Provided passage start
[ekhtml-devel] Status
Brought to you by:
jick
|
From: Todd F. <ta...@le...> - 2003-04-30 06:46:49
|
Hi,
I recently downloaded the release version 0.32 of ekhtml. In using
it i'm having a little difficulty...
the example application runs just fine and if I use the library to do a
single parse, so streamming it works...
however, when i try to use it for streaming i get a core dump and it
would appear that the library is
returning in one of my event handlers a bad string pointer. Anyways,
here's how i'm using the library
and here's the stack trace.
I also have a question about initializing callbacks, is the library case
insensitve when i set tag handlers
like in the following init method? Obviously, i can figure this out with
a few quick tests but since
i'm asking i figured it should be easy enough to answer...
Provided passage end
Collected material start
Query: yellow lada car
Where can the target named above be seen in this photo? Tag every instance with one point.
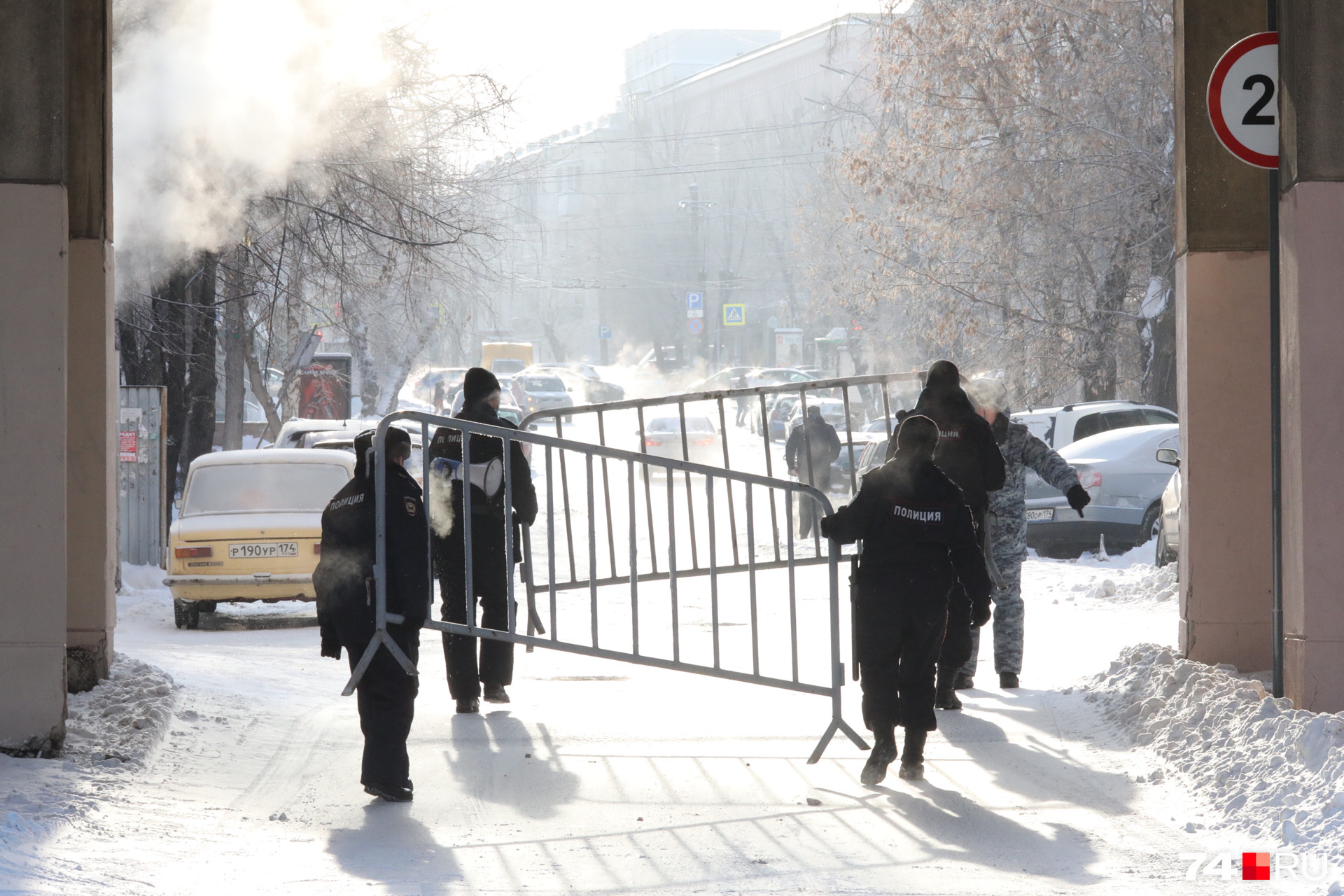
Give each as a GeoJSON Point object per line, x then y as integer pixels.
Collected material end
_Requirement_: In the ekhtml mailing-list post, what release version of the library was downloaded? The lines above come from a separate source.

_Finished task_: Version 0.32.